## Work required
Please carry on the Elliott v. Killian court opinion below, starting right after its last line, the name of the justice writing it.
----- Passage
Elliott v. Killian, 242 N.C. 471 (1955)

June 30, 1955 · Supreme Court of North Carolina
242 N.C. 471

MRS. OLLIE C. ELLIOTT v. BOBBY KILLIAN and A. E. KILLIAN and A. E. KILLIAN as Guardian Ad Litem for BOBBY KILLIAN.

(Filed 30 June, 1955.)

1. Automobiles § 25—

The “family purpose car doctrine,” which is based upon the principle of respondeat superior, is well settled law in North Carolina.

2. Automobiles § 24 % e—

Where plaintiff alleges agency and introduces proof that at the time of the accident the automobile was registered in the name of the father of *472the driver, plaintiff makes out a prima facie case of agency by virtue of G.S. 20-71.1, sufficient to overrule the father’s motion to nonsuit, and to support, but not require, a verdict against him upon the issue of agency.

3. Automobiles § 35 — Evidence of agency under family car doctrine held sufficient.

Evidence tending to show that the automobile in question was registered in the name of the father, that the father signed a note for the balance of the purchase price and permitted the son to drive the car whenever he wanted to, that a policy of liability insurance on the car was issued in the father’s name as owner, that the father drove the car upon occasion and that his wife and daughter rode therein with the son driving, is held sufficient to be submitted to the jury on the issue of the liability of the father under the family purpose doctrine, notwithstanding the father’s evidence tending to show that the son bought the car with his own money and that the title and insurance were taken out in the father’s name solely because of the son’s minority.

4. Trial § 30—

Defendant is not entitled to a directed verdict as a matter of law upon an issue upon which the evidence is conflicting.

Appeal by the defendant A. E. Killian from Crissman, J., January Term 1955 of Foesyth.

Civil action for damages for personal injuries caused by the alleged actionable negligence of the defendant Bobby Killian, an infant, in the operation of an alleged family purpose automobile owned by his father, the defendant A. E. Killian.

The jury found in response to the first, third and fourth issues that plaintiff was injured by the negligence of the defendant Bobby Kil-lian, as alleged in the complaint, that she was not guilty of contributory negligence, and was entitled to recover damages in a substantial amount. The second issue submitted to the jury with their answer thereto is as follows: “Was the defendant, A. E. Killian, the owner of the 1940 Ford automobile driven by the defendant, Bobby Killian, on December 12, 1953, which was involved in this collision; did he keep and maintain it for the use and convenience of members of his family, and was the defendant, Bobby Killian, operating the automobile at the time of the collision within the scope of such purpose? Answer: Yes.”

Judgment was entered upon the verdict.

The defendant A. E. Killian appeals as an individual defendant, and not in his representative capacity as guardian ad litem for his son, the defendant Bobby Killian, and assigns error.

Deal, Hutchins & Minor for Plaintiff, Appellee.

Ratcliff, Vaughn, Hudson, Ferrell & Carter for Defendant, Appellant.-

*473PARKER, J.
----------
----- Data section
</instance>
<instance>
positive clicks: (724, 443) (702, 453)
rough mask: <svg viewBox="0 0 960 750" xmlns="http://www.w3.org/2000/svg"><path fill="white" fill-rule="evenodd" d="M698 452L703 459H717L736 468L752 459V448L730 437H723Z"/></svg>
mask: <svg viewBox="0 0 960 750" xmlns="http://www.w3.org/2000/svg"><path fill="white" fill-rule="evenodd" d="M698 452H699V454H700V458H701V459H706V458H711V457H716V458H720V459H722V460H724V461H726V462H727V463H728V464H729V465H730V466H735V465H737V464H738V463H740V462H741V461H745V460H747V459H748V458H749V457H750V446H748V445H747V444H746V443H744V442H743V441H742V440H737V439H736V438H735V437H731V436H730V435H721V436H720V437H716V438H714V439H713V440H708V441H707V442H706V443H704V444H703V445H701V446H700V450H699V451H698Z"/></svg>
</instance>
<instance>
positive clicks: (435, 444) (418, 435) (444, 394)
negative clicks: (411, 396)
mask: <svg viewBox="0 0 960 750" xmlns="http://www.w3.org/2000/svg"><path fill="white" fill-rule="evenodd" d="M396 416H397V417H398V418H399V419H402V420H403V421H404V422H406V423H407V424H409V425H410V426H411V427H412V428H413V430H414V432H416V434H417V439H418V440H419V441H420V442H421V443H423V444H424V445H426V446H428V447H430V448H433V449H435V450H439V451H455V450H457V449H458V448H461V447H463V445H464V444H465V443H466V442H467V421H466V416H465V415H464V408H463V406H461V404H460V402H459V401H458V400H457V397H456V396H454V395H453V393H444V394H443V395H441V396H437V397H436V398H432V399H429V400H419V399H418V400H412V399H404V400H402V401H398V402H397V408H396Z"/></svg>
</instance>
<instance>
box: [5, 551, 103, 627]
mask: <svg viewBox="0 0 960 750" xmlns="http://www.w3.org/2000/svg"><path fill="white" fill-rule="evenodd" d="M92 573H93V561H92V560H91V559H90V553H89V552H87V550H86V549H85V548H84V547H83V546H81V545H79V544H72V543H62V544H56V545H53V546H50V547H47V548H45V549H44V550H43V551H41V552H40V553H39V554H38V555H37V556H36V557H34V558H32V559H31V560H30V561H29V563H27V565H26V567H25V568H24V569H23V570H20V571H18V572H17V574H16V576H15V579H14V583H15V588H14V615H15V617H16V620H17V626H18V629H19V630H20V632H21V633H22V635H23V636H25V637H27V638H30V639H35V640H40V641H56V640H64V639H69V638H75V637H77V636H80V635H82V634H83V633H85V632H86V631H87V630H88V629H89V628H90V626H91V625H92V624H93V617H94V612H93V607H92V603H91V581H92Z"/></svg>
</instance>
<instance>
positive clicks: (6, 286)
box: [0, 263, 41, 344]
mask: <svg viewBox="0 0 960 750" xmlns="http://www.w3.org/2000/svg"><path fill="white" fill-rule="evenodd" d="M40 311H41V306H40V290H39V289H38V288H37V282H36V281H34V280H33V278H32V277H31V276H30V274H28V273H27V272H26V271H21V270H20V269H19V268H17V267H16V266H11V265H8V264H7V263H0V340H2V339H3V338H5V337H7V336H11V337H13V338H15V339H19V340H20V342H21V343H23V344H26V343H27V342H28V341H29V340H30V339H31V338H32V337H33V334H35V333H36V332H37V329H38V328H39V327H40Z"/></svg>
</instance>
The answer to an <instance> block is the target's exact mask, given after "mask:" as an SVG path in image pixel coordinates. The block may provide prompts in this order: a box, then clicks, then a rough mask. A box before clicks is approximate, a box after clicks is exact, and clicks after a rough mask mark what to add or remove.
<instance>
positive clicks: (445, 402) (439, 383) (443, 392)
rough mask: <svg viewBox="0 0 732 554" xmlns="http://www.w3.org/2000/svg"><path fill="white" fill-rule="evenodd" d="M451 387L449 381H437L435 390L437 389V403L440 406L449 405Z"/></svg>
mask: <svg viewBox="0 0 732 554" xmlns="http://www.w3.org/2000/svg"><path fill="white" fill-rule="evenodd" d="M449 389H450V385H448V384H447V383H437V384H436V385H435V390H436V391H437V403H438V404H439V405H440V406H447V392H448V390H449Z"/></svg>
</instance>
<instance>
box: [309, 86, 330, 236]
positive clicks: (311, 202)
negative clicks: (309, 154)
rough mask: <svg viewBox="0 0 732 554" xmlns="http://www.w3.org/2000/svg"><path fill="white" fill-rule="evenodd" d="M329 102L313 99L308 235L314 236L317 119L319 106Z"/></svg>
----------
## Output
We have before us for determination only the appeal of A. E. Killian as an individual. There is no appeal by the defendant Bobby Killian.

Two exceptive assignments of error are set out in the defendant A. E. Killian’s brief. One, did the court err in overruling the motions for judgment of nonsuit made by the defendant A. E. Killian as an individual defendant at the close of the plaintiff’s evidence, and renewed by him at the close of all the evidence? Two, did the court err in denying the motion of the defendant A. E. Killian for a directed verdict on the second issue submitted to the jury?

A. E. Killian’s other exceptions appearing in the Record, but not set out in his brief, are taken as abandoned by him. Rule 28, Rules of Practice in the Supreme Court, 221 N.C. 544.

No motions for judgment of nonsuit were made by the defendant Bobby Killian. It would seem that there was ample evidence of his actionable negligence to carry the case to the jury. The charge of the court is not brought forward in the Record.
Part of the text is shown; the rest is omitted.